══ 节选文本

博客内容Blog Content

支持向量机原理和代码 Principle & Code of Support Vector Machine (SVM)

BlogType : Machine Learning releaseTime : 2024-08-26 23:39:56

简单介绍支持向量机原理，高斯核函数、松弛因子参数和分类应用代码实例 A brief introduction to the principle of Support Vector Machines (SVM), Gaussian kernel function, slack variable parameter, and a code example for classification applications.

引言 Introduction

在机器学习中，支持向量机SVM是最经典的算法之一，它是常见的一种分类方法，应用领域也非常广，其效果自然也是很厉害的。本文简要介绍支持向量机算法原理，和代码实现

In machine learning, Support Vector Machine (SVM) is one of the most classic algorithms and a common classification method. It is widely applied across various fields, and its effectiveness is naturally impressive. This article provides a brief introduction to the principles of the SVM algorithm and its code implementation.

原理 Principle

我们把这个划分数据的决策边界就叫做超平面。离这个超平面最近的点就是”支持向量”,点到超平面的距离叫做间隔

We call the decision boundary that separates the data the "hyperplane." The points closest to this hyperplane are the "support vectors," and the distance from these points to the hyperplane is called the "margin."

════

任务:
a. 原样输出关于支持向量机的整段文本。
b. 原样返回记录中从开头到含有“<point>314,204</point>”的那一行为止的部分，首尾两行都包括在内。
上面的文本和后面的记录出自不同来源。

══ 数据行

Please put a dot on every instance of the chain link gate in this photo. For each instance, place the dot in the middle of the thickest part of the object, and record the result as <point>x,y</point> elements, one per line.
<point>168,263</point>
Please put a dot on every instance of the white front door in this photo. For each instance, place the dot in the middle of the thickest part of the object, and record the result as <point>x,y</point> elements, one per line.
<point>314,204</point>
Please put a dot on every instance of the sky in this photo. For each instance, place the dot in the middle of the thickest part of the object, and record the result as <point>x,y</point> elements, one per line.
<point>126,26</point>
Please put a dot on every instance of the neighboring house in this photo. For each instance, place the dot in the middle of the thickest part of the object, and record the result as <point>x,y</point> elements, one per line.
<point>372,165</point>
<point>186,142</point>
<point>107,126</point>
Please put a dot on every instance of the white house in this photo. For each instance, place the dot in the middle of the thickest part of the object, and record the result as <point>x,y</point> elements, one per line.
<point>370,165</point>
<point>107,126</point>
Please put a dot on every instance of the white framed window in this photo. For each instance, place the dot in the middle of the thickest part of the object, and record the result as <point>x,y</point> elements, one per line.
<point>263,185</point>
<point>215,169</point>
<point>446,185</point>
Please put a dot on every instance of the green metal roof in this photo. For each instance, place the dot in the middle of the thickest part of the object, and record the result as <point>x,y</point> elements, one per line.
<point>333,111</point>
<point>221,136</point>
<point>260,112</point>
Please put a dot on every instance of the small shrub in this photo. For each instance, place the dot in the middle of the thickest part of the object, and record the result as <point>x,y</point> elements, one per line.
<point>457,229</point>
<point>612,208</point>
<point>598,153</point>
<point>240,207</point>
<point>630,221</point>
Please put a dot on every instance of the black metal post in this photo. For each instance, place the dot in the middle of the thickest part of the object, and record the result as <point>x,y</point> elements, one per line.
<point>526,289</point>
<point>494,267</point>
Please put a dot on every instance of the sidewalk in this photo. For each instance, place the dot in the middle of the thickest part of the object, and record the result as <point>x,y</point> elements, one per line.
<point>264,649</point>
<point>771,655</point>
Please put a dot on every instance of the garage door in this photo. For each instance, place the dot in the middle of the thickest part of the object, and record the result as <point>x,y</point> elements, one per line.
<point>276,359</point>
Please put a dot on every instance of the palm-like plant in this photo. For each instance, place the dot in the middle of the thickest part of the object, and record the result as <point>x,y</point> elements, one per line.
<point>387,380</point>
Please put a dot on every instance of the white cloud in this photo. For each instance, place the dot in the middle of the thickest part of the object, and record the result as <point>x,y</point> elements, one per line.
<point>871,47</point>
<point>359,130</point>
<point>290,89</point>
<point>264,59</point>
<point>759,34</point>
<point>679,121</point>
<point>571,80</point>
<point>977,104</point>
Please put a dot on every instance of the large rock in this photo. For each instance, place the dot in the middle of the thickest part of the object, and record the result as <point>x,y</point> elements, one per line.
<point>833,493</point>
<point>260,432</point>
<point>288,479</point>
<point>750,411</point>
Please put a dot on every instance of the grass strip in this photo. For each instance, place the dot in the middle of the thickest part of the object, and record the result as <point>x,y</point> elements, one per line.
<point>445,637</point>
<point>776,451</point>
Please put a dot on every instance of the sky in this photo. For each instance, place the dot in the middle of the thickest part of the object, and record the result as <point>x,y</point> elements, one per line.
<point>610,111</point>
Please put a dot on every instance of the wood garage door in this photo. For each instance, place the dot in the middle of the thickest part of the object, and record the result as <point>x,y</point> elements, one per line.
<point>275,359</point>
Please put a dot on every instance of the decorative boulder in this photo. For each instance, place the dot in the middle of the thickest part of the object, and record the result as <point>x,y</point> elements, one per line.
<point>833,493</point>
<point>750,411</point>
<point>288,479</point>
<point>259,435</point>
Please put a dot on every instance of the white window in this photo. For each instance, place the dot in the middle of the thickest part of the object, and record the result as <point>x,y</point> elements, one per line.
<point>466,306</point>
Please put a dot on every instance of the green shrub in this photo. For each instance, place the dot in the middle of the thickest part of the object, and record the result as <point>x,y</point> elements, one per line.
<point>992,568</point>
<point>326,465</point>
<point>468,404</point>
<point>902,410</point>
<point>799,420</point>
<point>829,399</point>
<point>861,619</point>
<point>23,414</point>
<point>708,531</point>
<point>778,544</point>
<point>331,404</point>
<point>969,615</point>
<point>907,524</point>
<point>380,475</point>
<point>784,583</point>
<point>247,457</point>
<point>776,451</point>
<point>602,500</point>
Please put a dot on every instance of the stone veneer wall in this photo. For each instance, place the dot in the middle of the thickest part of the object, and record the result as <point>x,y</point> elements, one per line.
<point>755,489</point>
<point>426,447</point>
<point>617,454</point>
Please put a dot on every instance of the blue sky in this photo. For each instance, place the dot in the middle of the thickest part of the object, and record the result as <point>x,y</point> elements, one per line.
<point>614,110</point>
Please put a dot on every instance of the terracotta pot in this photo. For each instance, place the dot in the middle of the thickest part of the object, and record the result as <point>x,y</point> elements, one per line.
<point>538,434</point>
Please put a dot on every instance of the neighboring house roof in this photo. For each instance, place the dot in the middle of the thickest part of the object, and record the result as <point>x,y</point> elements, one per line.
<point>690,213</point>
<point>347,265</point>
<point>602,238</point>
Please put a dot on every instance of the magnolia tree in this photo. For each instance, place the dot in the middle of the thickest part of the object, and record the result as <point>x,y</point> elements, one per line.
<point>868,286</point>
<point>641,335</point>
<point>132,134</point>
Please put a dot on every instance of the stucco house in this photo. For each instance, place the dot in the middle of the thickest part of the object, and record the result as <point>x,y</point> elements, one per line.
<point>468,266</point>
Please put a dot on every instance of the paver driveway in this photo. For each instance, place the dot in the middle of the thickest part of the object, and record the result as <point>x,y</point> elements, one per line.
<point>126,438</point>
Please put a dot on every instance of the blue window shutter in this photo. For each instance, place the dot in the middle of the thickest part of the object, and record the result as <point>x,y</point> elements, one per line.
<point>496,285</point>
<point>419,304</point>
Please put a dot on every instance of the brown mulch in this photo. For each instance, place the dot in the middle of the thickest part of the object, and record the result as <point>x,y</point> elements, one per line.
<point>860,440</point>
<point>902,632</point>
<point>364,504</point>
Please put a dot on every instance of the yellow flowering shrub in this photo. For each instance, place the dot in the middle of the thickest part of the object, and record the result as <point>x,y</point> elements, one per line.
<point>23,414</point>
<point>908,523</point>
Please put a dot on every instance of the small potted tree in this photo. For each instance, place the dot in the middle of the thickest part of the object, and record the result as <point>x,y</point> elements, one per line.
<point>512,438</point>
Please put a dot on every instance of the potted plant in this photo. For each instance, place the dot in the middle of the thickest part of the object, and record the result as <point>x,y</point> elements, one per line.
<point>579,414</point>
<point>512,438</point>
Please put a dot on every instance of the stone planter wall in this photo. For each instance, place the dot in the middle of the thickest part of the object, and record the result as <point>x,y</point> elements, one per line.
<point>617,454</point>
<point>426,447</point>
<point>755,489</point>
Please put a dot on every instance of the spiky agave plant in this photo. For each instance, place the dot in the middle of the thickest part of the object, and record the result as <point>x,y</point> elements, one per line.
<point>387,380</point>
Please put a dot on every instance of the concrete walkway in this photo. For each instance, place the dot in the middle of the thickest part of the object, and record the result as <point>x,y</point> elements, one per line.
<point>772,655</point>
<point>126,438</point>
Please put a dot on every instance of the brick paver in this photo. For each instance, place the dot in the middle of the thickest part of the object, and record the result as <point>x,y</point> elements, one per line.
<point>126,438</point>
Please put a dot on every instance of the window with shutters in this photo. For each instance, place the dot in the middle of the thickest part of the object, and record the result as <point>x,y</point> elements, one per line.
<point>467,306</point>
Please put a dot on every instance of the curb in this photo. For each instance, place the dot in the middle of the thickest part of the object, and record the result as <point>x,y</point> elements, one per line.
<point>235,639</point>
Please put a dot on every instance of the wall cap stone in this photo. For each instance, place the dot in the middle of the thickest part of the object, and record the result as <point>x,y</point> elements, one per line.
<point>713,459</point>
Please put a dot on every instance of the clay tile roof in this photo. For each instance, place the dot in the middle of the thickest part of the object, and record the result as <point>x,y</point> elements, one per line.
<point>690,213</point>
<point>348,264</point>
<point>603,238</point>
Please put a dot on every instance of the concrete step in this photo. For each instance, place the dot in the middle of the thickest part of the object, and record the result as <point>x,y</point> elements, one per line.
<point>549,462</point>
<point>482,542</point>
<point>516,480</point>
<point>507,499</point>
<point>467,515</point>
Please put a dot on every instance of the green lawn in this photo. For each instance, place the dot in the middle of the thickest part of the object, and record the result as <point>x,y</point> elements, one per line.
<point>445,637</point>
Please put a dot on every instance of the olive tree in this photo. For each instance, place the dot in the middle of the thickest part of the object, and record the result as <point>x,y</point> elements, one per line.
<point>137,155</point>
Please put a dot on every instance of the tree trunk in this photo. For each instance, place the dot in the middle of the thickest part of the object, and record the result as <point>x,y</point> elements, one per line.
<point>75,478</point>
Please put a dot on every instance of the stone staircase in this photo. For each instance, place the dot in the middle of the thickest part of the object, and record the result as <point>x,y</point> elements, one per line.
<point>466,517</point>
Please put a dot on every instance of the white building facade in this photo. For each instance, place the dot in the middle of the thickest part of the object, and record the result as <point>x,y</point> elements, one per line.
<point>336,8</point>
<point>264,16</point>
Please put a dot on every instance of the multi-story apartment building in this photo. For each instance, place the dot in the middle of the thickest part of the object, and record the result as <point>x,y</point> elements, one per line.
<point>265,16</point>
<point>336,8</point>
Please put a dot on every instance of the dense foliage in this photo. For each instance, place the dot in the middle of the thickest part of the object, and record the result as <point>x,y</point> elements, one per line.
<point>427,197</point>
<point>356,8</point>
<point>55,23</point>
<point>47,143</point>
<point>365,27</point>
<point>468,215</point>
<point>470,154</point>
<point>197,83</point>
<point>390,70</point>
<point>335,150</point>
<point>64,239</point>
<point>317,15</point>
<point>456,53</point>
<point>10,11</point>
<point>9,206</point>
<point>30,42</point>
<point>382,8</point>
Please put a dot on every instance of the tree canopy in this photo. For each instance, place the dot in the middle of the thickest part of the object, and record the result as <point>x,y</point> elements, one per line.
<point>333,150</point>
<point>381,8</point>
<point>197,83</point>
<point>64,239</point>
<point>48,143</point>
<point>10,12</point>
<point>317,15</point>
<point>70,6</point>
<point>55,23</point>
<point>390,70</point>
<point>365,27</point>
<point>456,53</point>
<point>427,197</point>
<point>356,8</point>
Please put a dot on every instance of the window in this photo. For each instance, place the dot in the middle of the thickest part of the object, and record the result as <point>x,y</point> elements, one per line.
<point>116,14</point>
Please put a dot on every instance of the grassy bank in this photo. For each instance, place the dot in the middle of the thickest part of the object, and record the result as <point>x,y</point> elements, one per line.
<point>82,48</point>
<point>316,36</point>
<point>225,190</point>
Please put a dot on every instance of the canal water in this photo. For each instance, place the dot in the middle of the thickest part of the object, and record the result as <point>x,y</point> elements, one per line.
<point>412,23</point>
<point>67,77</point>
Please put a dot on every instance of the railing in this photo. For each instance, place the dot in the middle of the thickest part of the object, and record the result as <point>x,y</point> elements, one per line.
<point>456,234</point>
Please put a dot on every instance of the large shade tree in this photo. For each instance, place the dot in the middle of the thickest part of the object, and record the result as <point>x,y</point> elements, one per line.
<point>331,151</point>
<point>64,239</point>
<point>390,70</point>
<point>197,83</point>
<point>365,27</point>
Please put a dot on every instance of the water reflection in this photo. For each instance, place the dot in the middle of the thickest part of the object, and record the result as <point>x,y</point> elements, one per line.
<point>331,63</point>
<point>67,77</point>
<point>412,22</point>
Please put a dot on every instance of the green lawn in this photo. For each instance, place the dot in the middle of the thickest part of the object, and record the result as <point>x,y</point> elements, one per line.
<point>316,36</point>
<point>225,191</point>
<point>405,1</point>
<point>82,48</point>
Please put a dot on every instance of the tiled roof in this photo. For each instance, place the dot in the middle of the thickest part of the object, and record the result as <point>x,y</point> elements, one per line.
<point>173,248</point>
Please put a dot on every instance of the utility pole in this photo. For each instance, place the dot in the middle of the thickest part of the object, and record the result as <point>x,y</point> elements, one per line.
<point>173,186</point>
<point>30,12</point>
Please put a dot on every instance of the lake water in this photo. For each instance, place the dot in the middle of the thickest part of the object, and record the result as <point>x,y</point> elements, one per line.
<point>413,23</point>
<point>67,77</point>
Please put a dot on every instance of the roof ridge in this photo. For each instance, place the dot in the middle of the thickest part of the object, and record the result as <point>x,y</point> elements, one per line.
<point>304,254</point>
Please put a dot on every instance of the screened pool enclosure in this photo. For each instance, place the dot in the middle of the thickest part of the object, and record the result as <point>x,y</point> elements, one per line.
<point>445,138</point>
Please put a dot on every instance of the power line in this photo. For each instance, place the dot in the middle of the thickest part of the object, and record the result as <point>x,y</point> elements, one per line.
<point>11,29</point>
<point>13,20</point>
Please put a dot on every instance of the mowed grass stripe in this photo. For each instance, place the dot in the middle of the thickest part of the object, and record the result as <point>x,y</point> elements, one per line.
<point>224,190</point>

════

各题解答:
a.
博客内容Blog Content

支持向量机原理和代码 Principle & Code of Support Vector Machine (SVM)

BlogType : Machine Learning releaseTime : 2024-08-26 23:39:56

简单介绍支持向量机原理，高斯核函数、松弛因子参数和分类应用代码实例 A brief introduction to the principle of Support Vector Machines (SVM), Gaussian kernel function, slack variable parameter, and a code example for classification applications.

引言 Introduction

在机器学习中，支持向量机SVM是最经典的算法之一，它是常见的一种分类方法，应用领域也非常广，其效果自然也是很厉害的。本文简要介绍支持向量机算法原理，和代码实现

In machine learning, Support Vector Machine (SVM) is one of the most classic algorithms and a common classification method. It is widely applied across various fields, and its effectiveness is naturally impressive. This article provides a brief introduction to the principles of the SVM algorithm and its code implementation.

原理 Principle

我们把这个划分数据的决策边界就叫做超平面。离这个超平面最近的点就是”支持向量”,点到超平面的距离叫做间隔

We call the decision boundary that separates the data the "hyperplane." The points closest to this hyperplane are the "support vectors," and the distance from these points to the hyperplane is called the "margin."

b.
Please put a dot on every instance of the chain link gate in this photo. For each instance, place the dot in the middle of the thickest part of the object, and record the result as <point>x,y</point> elements, one per line.
<point>168,263</point>
Please put a dot on every instance of the white front door in this photo. For each instance, place the dot in the middle of the thickest part of the object, and record the result as <point>x,y</point> elements, one per line.
<point>314,204</point>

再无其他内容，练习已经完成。